::: READING TEXT

Res Ipsa Loquitur (Proof of Negligence)
Though, as a general rule, the plaintiff has to discharge the burden of proving negligence on the part of the defendant, there are, however, certain cases when the plaintiff need not prove that and the inference of negligence is drawn from the facts. There is a presumption of negligence according to the Latin maxim ‘res ipsa loquitur’ which means the thing speaks for itself. In such a case, it is sufficient for the plaintiff to prove accident and nothing more. The defendant can, however, avoid his liability by disproving negligence on his part (rebuttal of the presumption of negligence).
(1) The maxim is not a rule of law. It is a rule of evidence benefiting the plaintiff by not requiring him to prove negligence (because the true cause of accident may lie solely within the defendant’s knowledge). It is a commonsense approach, not limited by technical rules.

::::::

-- WHAT THIS EXERCISE ASKS --
a – Translate this sentence from the passage on res ipsa loquitur into Spanish: "It is a commonsense approach, not limited by technical rules."
b – Pick up the passage on res ipsa loquitur after its last sentence and write its next few sentences.

::: DATA PROVIDED

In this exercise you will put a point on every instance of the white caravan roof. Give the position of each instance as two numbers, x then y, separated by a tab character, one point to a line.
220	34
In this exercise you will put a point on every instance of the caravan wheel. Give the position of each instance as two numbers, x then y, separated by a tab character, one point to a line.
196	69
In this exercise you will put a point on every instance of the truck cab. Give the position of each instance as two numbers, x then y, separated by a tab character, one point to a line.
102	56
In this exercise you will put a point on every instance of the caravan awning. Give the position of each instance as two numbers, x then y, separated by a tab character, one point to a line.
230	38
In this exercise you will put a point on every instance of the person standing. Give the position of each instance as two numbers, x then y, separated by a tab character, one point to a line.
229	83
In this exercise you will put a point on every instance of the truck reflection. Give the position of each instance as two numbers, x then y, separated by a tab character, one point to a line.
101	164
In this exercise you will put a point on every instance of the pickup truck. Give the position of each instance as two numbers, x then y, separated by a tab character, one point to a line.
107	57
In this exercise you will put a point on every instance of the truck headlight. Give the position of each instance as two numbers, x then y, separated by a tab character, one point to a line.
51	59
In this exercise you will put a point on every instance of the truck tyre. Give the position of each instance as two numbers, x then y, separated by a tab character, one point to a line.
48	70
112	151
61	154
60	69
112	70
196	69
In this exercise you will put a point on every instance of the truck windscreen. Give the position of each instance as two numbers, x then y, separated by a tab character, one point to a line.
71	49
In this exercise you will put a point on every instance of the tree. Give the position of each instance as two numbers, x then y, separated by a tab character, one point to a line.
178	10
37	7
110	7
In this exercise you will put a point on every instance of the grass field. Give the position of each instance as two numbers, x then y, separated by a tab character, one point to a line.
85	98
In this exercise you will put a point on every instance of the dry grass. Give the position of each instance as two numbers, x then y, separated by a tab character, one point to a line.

::::::
::: DATA PROVIDED

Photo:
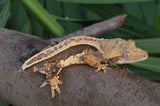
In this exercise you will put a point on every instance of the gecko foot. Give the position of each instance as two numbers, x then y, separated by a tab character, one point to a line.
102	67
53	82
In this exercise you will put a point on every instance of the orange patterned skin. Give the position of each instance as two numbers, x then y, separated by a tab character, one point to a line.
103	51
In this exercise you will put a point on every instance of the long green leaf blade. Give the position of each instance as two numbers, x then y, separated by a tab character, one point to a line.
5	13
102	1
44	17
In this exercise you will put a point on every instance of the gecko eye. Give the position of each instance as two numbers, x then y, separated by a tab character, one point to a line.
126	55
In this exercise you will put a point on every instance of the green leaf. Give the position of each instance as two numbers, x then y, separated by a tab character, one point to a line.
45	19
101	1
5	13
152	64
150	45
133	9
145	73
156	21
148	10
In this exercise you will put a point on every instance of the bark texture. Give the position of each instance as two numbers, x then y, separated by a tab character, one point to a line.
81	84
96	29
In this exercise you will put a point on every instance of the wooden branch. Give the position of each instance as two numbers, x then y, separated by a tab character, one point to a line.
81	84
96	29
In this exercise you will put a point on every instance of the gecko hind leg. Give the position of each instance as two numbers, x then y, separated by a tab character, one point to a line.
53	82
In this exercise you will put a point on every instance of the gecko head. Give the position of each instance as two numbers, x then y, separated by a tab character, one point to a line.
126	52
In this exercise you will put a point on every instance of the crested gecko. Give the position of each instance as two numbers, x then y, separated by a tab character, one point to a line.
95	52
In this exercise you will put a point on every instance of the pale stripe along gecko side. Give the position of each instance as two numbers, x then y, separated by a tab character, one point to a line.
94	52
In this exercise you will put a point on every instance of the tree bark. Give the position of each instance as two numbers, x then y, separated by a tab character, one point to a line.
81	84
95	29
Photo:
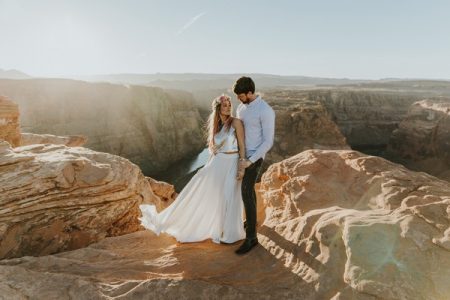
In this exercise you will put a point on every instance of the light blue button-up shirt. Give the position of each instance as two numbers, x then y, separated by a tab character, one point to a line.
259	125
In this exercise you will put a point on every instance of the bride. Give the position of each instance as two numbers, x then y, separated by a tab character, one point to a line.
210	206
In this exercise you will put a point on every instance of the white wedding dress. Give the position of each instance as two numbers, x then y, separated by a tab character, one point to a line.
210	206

::::::

-- SOLVED TASKS --
a – Es un enfoque de sentido común, no limitado por normas técnicas.

b –
(2) The maxim applies when- (i) the injurious agency was under the management or control of the defendant, and (ii) the accident is such as in the ordinary course of things, does not happen if those who have the management use proper care.
(3) The rule in Rylands v Fletcher is not an illustration of the mere principle of res ipso loquitur. The liability arising out of the principle can be repelled by proof that the defendant was not negligent, whereas under the Rylands rule it is no defence to say that defendant took every possible precaution to prevent the escape of the injurious thing.
(4) The principle of res ipsa loquitur has no application where the circumstances in which the accident has taken place indicate that there must have been negligence but do not indicate as to who was negligent or when the accident is capable of two explanations. Also, the maxim does not apply when the facts are sufficiently known.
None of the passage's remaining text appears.